--- START Extract provided ---

The fashion industry is a huge producer of waste. In the U.S. alone, more than 15 million tons of textile waste is generated per year. Where does this waste go? Predominately landfills. Globally, 85% of textile waste goes to a landfill, and 95% of what goes to the landfill could actually be recycled. This excessive production of waste (in addition to water and soil pollution) has led the fashion industry to be named the second most polluting industry in the world- just after oil.
Since the fashion industry generates so much waste, there is a lot of opportunity for businesses and individuals alike to recover textile waste and upcycle it. By upcycling, textiles that would have otherwise gone to the landfill (where they would sit and produce methane, a powerful greenhouse gas) are transformed into profitable products. This process of upcycling fits directly into the mold of a circular economy- the ideal economy for social, environmental, and economic sustainability.
There are a lot of businesses out there who are tapping into the opportunity to upcycle textile waste. Here are five businesses that are embracing sustainable fashion, positioning themselves to be zero waste leaders of a circular fashion industry.
Lowie is a slow fashion brand that is working to make upcycled products out of recovered textile waste, as well as garments made of sustainable fibers. They sell beeswax wraps that are made 100% from the textile waste they generate from sewing and cutting garments, khadi skirts that are made from leftover stock, and “jumpigans” that made from 100% upcycled cashmere that will go on sale this September, right in time for winter. Not only does Lowie sell sustainable products, but they encourage a sustainable mindset. By offering free repairs on all of their products, they encourage consumers to buy less and repair more to reduce their fashion footprint.
Zero Waste Daniel is a company based in New York that is pioneering the zero waste fashion industry. The owner, Daniel, designs and sells unique pieces that are made through a closed-loop production and sewing system called ReRoll that produces zero waste. The company is making waves in the fashion industry for selling artfully designed pieces that are good for both the planet and the people that make them. The company aims to rewrite industry norms and inspire other brands to reimagine clothing design in a way that doesn’t include waste.
Osom sells socks and other goods that are made from up to 95% upcycled textiles. They are committed to donating at least 1% of their annual profits as part of their mission to help the earth. They exemplify their commitment to sustainability by using a low impact production system that requires no water for production and uses no chemicals, dyes, or pesticides. They hope to close the loop in the fashion industry by inspiring other brands to incorporate recycled textile waste into their methods of production.
Antiform clothing designed and made in England using reclaimed materials. They sell tees, dresses, jumpers, leggings, clutches, skirts, and hats that are sustainably manufactured in England. They are working to combine heritage crafting techniques with reclaimed materials to sell unique and responsible clothing to all.

--- END Extract provided ---

• [Written instruction 1]
Answer these from the article on upcycling textile waste:
(a) What share of textile waste goes to a landfill globally?
(b) What does Lowie offer free on all of its products?
(c) What is the closed-loop production and sewing system used by Zero Waste Daniel called?
• [Written instruction 2] Please carry on the article on upcycling textile waste, starting right after its final sentence.

--- START Excerpted records ---

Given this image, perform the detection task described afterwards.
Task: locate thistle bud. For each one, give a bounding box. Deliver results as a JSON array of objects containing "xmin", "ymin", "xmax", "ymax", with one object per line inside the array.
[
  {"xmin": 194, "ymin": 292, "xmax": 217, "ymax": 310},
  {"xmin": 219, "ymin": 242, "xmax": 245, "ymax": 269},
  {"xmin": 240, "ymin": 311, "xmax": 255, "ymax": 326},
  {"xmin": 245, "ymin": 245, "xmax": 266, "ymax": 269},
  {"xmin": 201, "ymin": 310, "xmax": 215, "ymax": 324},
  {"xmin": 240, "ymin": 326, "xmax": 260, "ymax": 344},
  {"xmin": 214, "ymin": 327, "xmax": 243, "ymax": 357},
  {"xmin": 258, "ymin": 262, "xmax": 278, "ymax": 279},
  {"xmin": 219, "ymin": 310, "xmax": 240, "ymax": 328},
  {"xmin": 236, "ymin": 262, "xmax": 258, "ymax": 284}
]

--- END Excerpted records ---

• [Exercise answer 1]
(a) 85%
(b) Repairs
(c) ReRoll

• [Exercise answer 2]
Kiriko is a company based in Portland, Oregon that sells traditional Japanese textiles. The idea of the company sprang from the Japanese spirit of Mottainai, which is a value that encourages wasting nothing and recycling everything. They want to instill meaning and value back into the fashion industry by utilizing intentional and traditional craftmanship. Through their production system, they strive to create no waste and to craft durable garments that inspire their customers to love the pieces for years to come, rather than buying new clothes every season. Their method of designing and manufacturing is part of a slow fashion movement that inspires consumers to buy less clothing and to place more value in the clothing that they already have.
Unlike most fashion brands, these businesses view their pieces as investments. They aren’t priced to where you buy a piece and wear it once- they are high-quality garments that are meant to be invested in and worn year after year after year. This enforces the mindset of viewing our purchases as investments, which drives a sustainable economy as it incentivizes us to become more conscious consumers. If you can’t afford to invest in high-quality clothes, there are plenty of thrift stores full of cheap, used clothes that are all a sustainable choice.
Luckily for you, the most sustainable fashion items are the ones already in your closet. Wear and love what you already have, and don’t let social media and cultural norms pressure you into buying new clothes and wearing a different outfit every single day- I promise you look great in what you already have.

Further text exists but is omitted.